### 작업 지시
누적 계산 SQL 본문에서 first_plus_10 컬럼은 어떻게 계산되는가?

### 제시 본문
누적 계산
- id별로 term sart를 오름차순 했을 때 첫 번째 term type값
- id별로 가장 작은 term start 날짜
- id별로 가장 작은 term start 날짜 + 10년
- legislators_term 테이블 JOIN
- B 테이블의 term start가 A 테이블의 first term과 10년 후 사이에 있는 날짜
- century, first type별 그루핑
SELECT
DATE_PART('century', A.first_term) AS century,
first_type,
COUNT(DISTINCT A.id_bioguide) AS cohort,
COUNT(B.term_start) AS terms
FROM (
SELECT
DISTINCT id_bioguide,
FIRST_VALUE(term_type) OVER(PARTITION BY id_bioguide ORDER BY term_start ASC) AS first_type,
MIN(term_start) OVER(PARTITION BY id_bioguide) AS first_term,
MIN(term_start) OVER(PARTITION BY id_bioguide) + INTERVAL '10 years' AS first_plus_10
FROM legislators_terms
) AS A LEFT JOIN legislators_terms AS B ON A.id_bioguide = B.id_bioguide
AND B.term_start BETWEEN A.first_term AND A.first_plus_10
GROUP BY 1, 2;
- id 개수로 나누어 평균 계산
- CASE 구문을 이용해 피봇
SELECT
century,
MAX(CASE WHEN first_type = 'rep' THEN cohort END) AS rep_cohort,
MAX(CASE WHEN first_type = 'rep' THEN terms_per_leg END) AS avg_rep_terms,
MAX(CASE WHEN first_type = 'sen' THEN cohort END) AS sen_cohort,
MAX(CASE WHEN first_type = 'sen' THEN terms_per_leg END) AS avg_sen_terms
FROM (
SELECT
DATE_PART('century', A.first_term) AS century,
first_type,
COUNT(DISTINCT A.id_bioguide) AS cohort,
COUNT(B.term_start) AS terms,
ROUND(COUNT(B.term_start) * 1.0 / COUNT(DISTINCT A.id_bioguide), 3) AS terms_per_leg
FROM (
SELECT
DISTINCT id_bioguide,
FIRST_VALUE(term_type) OVER(PARTITION BY id_bioguide ORDER BY term_start ASC) AS first_type,
MIN(term_start) OVER(PARTITION BY id_bioguide) AS first_term,
MIN(term_start) OVER(PARTITION BY id_bioguide) + INTERVAL '10 years' AS first_plus_10
FROM legislators_terms
) AS A LEFT JOIN legislators_terms AS B ON A.id_bioguide = B.id_bioguide
AND B.term_start BETWEEN A.first_term AND A.first_plus_10
GROUP BY 1, 2
) AS result
GROUP BY 1

### 제시 데이터
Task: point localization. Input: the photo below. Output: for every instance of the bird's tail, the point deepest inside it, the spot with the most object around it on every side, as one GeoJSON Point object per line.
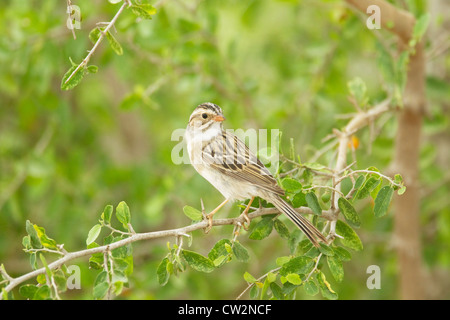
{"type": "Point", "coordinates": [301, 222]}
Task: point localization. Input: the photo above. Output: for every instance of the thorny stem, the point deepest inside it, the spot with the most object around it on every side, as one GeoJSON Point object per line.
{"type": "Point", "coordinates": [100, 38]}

### 작성 답변
id_bioguide별로 가장 작은 term_start 날짜에 INTERVAL '10 years'를 더해 계산한다.